TEXT:
*-*-*

By Zachary A. Goldfarb
Washington Post Staff Writer
Tuesday, July 20, 2010; A15
Fabrice Tourre -- also known as "Fabulous Fab," the Goldman Sachs vice president accused of committing fraud by the Securities and Exchange Commission -- asked a federal court Monday to dismiss a government lawsuit alleging that he sold to investors a subprime mortgage security that was secretly designed to fail.
Last week, Goldman agreed to pay $550 million to settle fraud charges, promising to express "regret" for including "incomplete information" in marketing materials for the security. But, according to a response filed Monday to the SEC complaint, Tourre "specifically denies that he made any materially misleading statements or omissions or otherwise engaged in any actionable or wrongful conduct."
Tourre assembled the deal that prompted the fraud suit by the SEC. Despite his pivotal role in the transaction, his lawyers say that, as a French citizen and engineer by training, Tourre could not have been expected to make decisions about what had to be told to investors.
He "reasonably relied on Goldman Sachs' institutional process to ensure adequate legal review and disclosure of material information, and cannot be held liable for any alleged failings of that process," according to the court filing.
Still, the lawyers say that the Goldman executive prepared for investors a "a robust offering document . . . which contained all relevant information relating to the transaction."
Deserved or not, the salesman of exotic subprime mortgage securities quickly became one of the faces of the financial crisis. In one e-mail released by the SEC, Tourre boasted to his girlfriend that he was the "only potential survivor, the fabulous Fab . . . standing in the middle of all these complex, highly leveraged, exotic trades he created without necessary understanding all of the implications of the monstruosities!!!"

*-*-*

GIVEN DATA:

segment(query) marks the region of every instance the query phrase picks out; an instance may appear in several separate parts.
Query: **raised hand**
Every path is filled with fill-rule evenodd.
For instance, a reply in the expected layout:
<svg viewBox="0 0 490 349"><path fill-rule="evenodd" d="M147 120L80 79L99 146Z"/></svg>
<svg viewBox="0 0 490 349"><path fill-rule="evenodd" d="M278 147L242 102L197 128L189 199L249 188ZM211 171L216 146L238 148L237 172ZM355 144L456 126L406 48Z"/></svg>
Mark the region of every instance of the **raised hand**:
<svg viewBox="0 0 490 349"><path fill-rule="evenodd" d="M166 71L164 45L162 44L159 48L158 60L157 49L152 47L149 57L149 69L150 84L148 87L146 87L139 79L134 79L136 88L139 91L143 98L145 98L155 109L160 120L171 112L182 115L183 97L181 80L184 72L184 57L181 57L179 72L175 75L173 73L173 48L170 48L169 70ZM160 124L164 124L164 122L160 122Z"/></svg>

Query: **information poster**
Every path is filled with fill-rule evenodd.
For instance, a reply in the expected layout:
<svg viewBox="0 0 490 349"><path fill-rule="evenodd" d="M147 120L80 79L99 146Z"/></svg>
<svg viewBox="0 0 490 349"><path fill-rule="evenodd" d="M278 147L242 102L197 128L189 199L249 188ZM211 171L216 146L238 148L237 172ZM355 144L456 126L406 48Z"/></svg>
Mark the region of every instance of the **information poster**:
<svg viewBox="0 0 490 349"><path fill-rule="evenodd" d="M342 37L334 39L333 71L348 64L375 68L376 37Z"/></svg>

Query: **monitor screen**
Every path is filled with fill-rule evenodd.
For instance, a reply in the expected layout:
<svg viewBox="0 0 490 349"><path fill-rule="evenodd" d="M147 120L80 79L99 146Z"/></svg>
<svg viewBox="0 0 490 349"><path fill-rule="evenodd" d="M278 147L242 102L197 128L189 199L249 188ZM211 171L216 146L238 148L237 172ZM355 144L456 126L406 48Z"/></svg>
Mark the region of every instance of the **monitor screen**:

*-*-*

DIRECTIONS:
According to the article on Fabrice Tourre, how much did Goldman agree to pay to settle the fraud charges? The listing is not needed for what follows.

WRITTEN RESPONSE:
$550 million.